***** Selected extract
Our Mission
Public Health Watch is a nonprofit, nonpartisan investigative news organization that focuses on threats to America’s well-being. We illuminate weaknesses and injustices in the nation’s health infrastructure and policies, expose inequities and highlight solutions. National in scope, we collaborate with media outlets large and small and college journalism and public health programs. Our aim is to uncover truths that hold institutions and individuals accountable and to compel change.
What Is Public Health?
Public health is about the prevention of illness, injury and death. The threats to physical and mental health are wide-ranging and include air and water pollution, climate change, workplace hazards, substance abuse, lack of health insurance and violence.
The Need
- The United States each year spends $3.6 trillion on health, yet less than 3 percent of that amount goes toward prevention. More than three-quarters of Americans live in states that spend less than $100 per person annually on public health and 100 times that much on medical care. The impacts of this frail (or in some cases non-existent) infrastructure fall disproportionately on people of color.
**********
***** Source material
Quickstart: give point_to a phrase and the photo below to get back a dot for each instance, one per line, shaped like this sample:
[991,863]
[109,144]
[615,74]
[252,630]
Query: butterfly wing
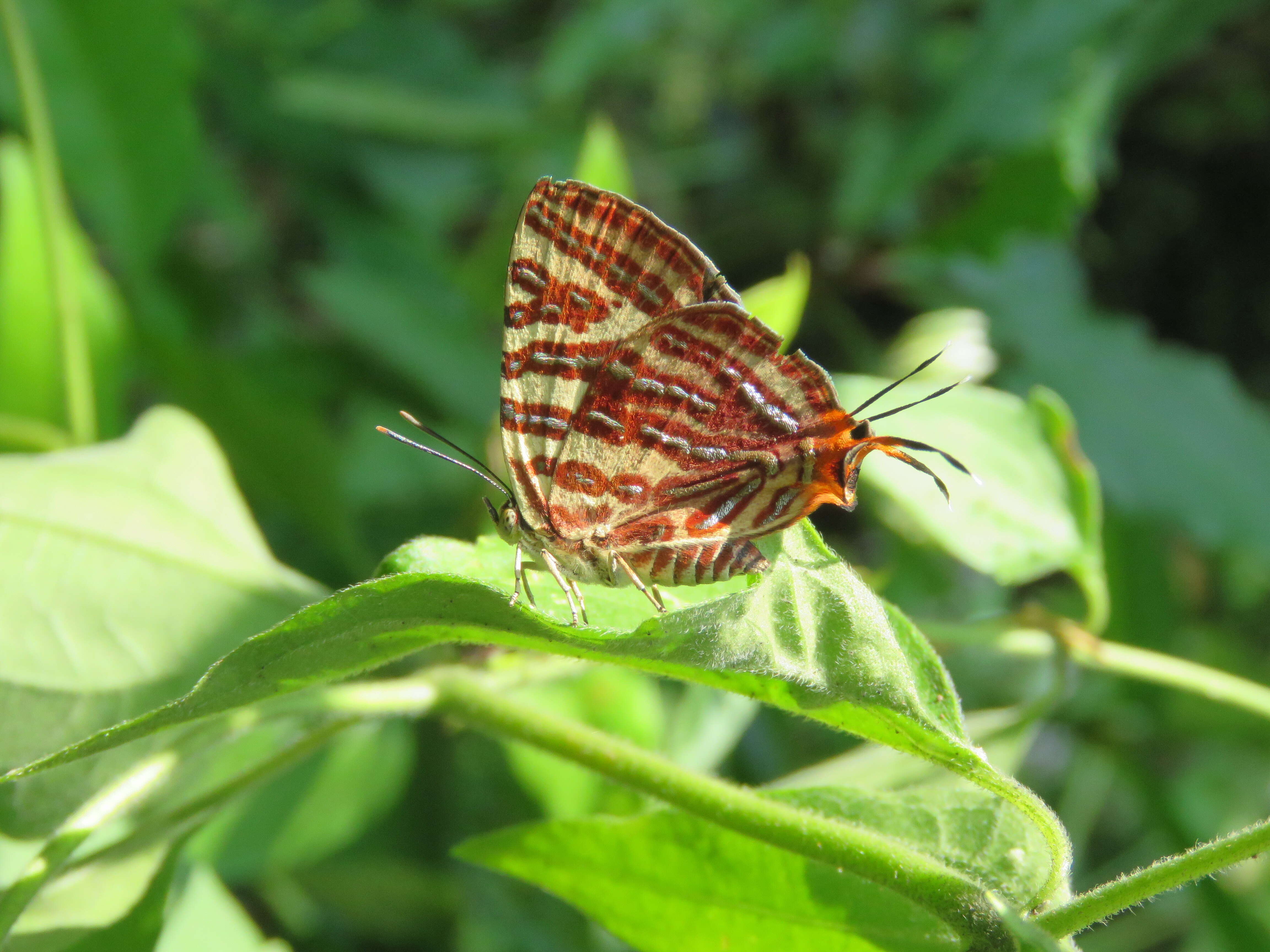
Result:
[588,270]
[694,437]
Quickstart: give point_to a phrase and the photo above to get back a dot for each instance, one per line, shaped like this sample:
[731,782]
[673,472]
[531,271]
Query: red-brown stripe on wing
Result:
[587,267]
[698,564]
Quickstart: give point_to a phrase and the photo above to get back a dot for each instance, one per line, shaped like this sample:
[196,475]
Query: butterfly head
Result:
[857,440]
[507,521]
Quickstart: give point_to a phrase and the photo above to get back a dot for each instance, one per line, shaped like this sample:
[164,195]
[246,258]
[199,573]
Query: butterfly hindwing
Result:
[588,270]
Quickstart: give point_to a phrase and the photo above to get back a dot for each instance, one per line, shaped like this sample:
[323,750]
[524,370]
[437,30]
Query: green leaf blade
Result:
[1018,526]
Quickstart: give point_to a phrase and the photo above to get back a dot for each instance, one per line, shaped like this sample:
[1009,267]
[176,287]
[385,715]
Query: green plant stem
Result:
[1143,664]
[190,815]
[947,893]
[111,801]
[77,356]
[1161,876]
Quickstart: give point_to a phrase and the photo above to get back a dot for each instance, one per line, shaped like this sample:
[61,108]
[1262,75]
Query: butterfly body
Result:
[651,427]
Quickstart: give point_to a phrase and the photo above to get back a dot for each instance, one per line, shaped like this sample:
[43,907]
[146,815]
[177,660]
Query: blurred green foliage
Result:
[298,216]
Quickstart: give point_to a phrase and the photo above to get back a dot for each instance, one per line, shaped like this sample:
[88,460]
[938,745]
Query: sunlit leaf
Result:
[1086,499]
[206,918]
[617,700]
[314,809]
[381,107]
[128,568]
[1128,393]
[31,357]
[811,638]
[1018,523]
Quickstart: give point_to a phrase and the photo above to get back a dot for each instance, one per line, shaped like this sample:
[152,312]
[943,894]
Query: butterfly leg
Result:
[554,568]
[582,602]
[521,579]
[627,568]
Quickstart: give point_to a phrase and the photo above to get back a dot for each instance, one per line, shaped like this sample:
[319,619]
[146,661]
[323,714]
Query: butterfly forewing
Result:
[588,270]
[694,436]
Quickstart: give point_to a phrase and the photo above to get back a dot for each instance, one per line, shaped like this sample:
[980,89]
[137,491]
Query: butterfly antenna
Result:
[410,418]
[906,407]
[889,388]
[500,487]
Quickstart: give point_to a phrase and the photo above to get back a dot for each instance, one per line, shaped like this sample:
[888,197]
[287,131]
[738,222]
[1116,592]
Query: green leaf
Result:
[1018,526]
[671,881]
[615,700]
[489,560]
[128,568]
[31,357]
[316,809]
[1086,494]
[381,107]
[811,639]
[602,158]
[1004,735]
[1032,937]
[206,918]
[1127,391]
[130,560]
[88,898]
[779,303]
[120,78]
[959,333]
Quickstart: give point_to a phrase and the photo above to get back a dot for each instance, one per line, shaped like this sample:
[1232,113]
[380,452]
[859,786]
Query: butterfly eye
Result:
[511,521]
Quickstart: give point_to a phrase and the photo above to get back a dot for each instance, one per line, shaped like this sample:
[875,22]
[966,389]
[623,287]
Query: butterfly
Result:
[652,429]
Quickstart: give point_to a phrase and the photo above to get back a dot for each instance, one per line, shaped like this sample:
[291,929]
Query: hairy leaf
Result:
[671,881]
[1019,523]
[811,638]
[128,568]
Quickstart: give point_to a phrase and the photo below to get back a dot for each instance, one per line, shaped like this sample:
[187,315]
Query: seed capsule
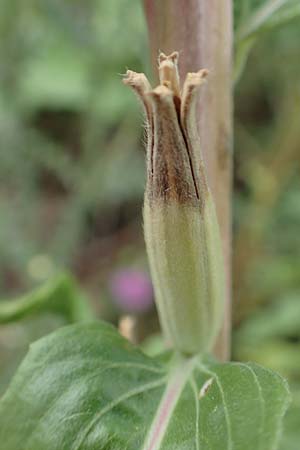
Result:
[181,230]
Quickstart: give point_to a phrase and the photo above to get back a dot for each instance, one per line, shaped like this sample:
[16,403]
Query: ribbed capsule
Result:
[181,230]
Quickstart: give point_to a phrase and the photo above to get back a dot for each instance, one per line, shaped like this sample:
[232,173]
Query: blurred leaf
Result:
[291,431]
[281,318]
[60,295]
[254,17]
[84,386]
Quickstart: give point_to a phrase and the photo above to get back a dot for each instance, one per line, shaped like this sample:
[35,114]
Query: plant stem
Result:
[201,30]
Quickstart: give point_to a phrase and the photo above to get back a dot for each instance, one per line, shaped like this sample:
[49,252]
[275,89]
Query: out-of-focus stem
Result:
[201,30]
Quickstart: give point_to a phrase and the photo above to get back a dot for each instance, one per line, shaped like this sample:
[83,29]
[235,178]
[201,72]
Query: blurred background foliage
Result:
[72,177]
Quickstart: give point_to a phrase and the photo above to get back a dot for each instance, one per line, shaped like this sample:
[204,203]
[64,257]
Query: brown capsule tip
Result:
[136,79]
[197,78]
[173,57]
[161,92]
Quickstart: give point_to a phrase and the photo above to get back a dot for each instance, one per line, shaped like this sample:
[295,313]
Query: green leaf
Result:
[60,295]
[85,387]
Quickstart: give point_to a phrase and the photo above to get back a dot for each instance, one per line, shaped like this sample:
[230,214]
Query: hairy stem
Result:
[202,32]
**********
Required tasks »
1. From the Public Health Watch page, copy the part that opens with the words containing "Public health is" and closes with "people of color.".
2. Translate this sentence from the Public Health Watch page into Spanish: "Public health is about the prevention of illness, injury and death."

Answers for this exercise »
1.
Public health is about the prevention of illness, injury and death. The threats to physical and mental health are wide-ranging and include air and water pollution, climate change, workplace hazards, substance abuse, lack of health insurance and violence.
The Need
- The United States each year spends $3.6 trillion on health, yet less than 3 percent of that amount goes toward prevention. More than three-quarters of Americans live in states that spend less than $100 per person annually on public health and 100 times that much on medical care. The impacts of this frail (or in some cases non-existent) infrastructure fall disproportionately on people of color.

2. La salud pública tiene que ver con la prevención de enfermedades, lesiones y muertes.